= Quoted text =
How can I assign NaN

aruntripathi · July 12, 2009, 5:10am

Hi,
How can I assign NaN to numeric variables (int, float, double…) that works universally, across different platforms ?

 On Solaris, in standalone code, if I say x = 0.0/0.0, then it assigns x = NaN. But CINT just complains about divide by zero error, and exits.

My motivation is the following. I want to be able to handle missing values in the data by assigning a value of NaN when the data for a numeric field is missing. But I can not find a way to assign NaN which works universally, across different platforms.

By the way, missing data handling is done in most statistical packages automatically, but not in ROOT. It will be very useful to have such a facility in ROOT and all its associated statistical packages etc., if ROOT is to be a useful tool outside the world of HEP.

In regular applications, missing data is almost the rule rather than an exception. So a way to handle such data is a prerequisite before people can use ROOT outside the highly structured HEP environment.

Many thanks.
-Arun

Axel · July 12, 2009, 10:53am

Hi,

there is std::numeric_limits<double>::quiet_NaN() - but that’s not implemented in CINT (though I should be able to add it if you need it).

Do you have an example what you mean with “missing data”? Are you referring to a measured zero compared to a zero as in “lack of measurements”? And the statistical tools that this is missing for you most imminently are histograms? If that’s correct, wouldn’t a TGraph be more appropriate in your use case?

Cheers, Axel.

aruntripathi · July 13, 2009, 9:18am

Thanks very much for your reply, Axel.

The idea of missing values is the following. Suppose someone conducts a survey on a population, asking the participants’ name, age, income.

= Stored data =
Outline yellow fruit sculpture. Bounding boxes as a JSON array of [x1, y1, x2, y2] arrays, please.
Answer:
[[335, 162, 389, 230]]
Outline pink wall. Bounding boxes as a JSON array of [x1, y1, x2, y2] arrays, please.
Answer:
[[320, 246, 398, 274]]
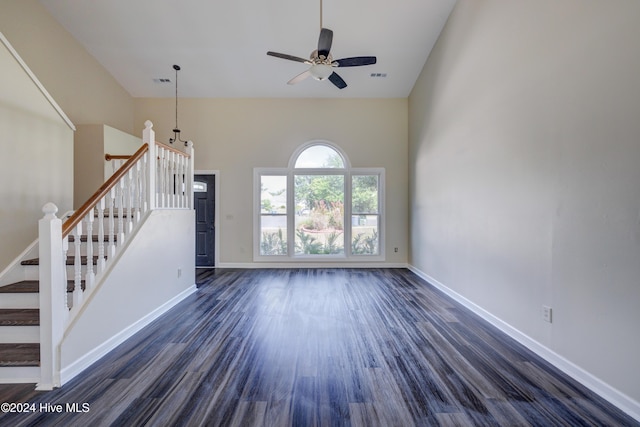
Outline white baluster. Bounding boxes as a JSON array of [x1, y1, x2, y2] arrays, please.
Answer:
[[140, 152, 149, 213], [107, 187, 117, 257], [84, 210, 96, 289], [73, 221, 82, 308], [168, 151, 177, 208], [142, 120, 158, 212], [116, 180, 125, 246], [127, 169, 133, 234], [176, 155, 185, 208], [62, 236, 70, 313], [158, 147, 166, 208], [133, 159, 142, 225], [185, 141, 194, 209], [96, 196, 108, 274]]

---

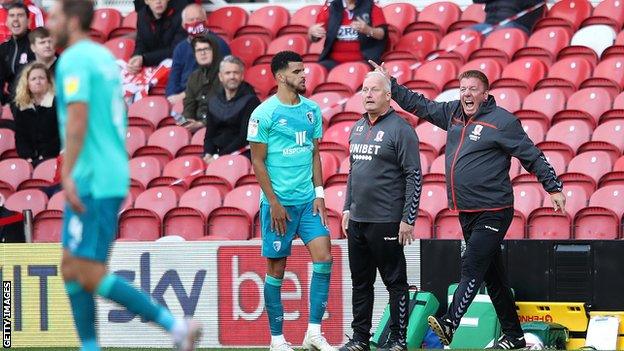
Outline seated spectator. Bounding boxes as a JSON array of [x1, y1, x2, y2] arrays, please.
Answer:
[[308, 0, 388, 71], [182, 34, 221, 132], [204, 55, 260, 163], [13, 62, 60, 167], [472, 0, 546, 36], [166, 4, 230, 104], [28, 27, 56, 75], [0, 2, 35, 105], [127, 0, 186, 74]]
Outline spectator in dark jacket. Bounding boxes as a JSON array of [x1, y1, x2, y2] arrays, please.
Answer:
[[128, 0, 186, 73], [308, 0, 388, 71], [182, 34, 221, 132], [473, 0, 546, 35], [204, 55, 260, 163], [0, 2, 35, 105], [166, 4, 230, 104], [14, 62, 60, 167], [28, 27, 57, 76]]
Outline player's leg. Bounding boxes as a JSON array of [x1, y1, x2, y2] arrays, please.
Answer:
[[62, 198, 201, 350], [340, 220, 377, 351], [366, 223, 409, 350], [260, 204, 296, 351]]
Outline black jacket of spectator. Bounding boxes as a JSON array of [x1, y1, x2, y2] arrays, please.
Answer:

= Given request =
Can you print the NaN thread word for word, between "Do you have" and "your reply, Axel.", inclusive? The entries aren't needed for any of this.

= Solved exercise =
Do you have an example what you mean with “missing data”? Are you referring to a measured zero compared to a zero as in “lack of measurements”? And the statistical tools that this is missing for you most imminently are histograms? If that’s correct, wouldn’t a TGraph be more appropriate in your use case?

Cheers, Axel.

aruntripathi · July 13, 2009, 9:18am

Thanks very much for your reply, Axel.